What this task involves:
A single figure is wanted: the count of lines below containing the string "backdrop".

*** Opening of Given records ***

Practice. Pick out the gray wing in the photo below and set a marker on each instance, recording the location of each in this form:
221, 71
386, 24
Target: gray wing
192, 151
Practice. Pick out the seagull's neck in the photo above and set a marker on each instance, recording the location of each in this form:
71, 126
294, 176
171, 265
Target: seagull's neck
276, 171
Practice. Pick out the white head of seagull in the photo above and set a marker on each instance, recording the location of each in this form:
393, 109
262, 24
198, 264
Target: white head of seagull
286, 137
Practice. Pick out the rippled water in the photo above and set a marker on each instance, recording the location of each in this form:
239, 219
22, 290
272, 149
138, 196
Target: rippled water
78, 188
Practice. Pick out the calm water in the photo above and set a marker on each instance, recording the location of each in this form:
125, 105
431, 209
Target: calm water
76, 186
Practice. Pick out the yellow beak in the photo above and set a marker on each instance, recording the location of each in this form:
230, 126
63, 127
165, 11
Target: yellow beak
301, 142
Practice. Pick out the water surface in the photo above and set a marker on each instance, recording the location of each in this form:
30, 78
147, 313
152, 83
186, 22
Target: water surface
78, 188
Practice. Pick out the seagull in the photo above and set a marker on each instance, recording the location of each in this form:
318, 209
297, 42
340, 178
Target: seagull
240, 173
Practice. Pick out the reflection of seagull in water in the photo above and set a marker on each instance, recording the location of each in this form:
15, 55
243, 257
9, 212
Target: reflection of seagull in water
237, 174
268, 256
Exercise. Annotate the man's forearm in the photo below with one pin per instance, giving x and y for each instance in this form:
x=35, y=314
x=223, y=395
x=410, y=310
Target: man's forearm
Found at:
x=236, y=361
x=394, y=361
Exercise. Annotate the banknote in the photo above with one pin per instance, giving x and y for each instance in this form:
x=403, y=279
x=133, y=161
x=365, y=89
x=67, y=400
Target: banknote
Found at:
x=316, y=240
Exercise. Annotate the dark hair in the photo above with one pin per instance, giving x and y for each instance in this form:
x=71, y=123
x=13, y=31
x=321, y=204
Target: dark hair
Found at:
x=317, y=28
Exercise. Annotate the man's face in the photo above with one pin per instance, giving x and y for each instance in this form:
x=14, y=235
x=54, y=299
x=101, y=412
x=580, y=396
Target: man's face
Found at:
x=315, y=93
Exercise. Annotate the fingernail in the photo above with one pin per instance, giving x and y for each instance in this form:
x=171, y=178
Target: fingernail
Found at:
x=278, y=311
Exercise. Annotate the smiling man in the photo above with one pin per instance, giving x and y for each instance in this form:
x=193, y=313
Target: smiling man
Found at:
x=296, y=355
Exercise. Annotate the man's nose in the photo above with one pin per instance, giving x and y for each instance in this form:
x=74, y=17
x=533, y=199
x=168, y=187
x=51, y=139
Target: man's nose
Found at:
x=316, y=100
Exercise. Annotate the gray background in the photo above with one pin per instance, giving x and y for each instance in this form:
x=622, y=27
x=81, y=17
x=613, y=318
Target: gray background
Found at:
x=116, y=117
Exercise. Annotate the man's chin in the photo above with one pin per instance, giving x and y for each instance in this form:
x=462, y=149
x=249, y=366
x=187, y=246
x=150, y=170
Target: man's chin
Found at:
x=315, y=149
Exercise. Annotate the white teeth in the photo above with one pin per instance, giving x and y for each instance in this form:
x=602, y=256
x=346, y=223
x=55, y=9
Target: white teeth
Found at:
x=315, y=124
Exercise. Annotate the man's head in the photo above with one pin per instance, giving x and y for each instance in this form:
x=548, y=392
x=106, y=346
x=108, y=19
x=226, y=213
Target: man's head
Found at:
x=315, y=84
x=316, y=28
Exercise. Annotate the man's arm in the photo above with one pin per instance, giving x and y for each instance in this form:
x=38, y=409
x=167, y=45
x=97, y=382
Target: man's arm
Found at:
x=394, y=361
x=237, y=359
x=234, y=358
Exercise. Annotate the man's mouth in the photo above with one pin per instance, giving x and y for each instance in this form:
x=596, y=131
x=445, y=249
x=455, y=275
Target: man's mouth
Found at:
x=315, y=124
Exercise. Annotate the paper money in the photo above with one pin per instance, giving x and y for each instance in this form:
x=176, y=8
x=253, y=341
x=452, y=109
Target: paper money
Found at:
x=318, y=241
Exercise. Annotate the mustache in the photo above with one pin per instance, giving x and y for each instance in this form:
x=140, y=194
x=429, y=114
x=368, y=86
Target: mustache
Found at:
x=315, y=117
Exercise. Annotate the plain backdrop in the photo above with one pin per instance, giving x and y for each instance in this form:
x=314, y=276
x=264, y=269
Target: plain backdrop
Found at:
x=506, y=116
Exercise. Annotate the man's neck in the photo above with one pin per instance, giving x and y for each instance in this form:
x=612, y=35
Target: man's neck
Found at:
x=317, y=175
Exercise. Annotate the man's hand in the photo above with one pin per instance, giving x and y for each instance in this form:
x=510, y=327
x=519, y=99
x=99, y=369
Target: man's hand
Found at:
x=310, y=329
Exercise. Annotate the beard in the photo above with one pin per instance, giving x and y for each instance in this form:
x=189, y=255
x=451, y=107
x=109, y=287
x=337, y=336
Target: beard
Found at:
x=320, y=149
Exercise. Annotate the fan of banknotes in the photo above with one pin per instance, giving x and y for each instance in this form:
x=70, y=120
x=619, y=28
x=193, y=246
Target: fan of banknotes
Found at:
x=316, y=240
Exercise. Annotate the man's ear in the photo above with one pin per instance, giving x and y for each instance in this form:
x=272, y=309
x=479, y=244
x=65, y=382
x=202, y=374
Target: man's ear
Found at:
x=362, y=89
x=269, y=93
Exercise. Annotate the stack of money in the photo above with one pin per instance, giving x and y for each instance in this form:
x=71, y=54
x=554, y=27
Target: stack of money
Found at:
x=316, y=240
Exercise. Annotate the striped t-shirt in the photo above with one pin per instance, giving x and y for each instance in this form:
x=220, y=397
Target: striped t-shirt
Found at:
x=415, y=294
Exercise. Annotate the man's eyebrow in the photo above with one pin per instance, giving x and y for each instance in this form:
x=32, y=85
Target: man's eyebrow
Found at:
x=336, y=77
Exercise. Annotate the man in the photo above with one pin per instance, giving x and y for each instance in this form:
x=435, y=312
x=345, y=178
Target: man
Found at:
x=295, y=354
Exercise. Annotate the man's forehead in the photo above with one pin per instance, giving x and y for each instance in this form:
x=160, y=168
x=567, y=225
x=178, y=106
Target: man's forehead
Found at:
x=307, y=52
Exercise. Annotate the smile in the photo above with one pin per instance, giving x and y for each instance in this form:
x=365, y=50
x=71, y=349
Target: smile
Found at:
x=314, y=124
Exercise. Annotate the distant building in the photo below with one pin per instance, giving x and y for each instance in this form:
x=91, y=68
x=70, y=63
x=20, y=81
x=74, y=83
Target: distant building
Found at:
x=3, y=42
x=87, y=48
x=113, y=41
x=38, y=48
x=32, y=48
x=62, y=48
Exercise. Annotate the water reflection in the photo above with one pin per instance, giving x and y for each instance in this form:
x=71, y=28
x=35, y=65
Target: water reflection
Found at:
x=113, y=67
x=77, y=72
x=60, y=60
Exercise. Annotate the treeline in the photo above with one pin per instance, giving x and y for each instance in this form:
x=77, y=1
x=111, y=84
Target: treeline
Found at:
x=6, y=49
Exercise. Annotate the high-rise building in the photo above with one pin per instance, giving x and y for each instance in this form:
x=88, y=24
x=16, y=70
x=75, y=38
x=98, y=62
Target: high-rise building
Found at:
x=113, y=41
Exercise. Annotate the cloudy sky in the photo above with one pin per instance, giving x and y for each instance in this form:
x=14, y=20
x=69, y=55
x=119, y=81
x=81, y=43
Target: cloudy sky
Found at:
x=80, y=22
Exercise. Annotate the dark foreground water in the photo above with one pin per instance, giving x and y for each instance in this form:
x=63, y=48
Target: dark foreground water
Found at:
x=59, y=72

*** Close of Given records ***

Exercise output:
2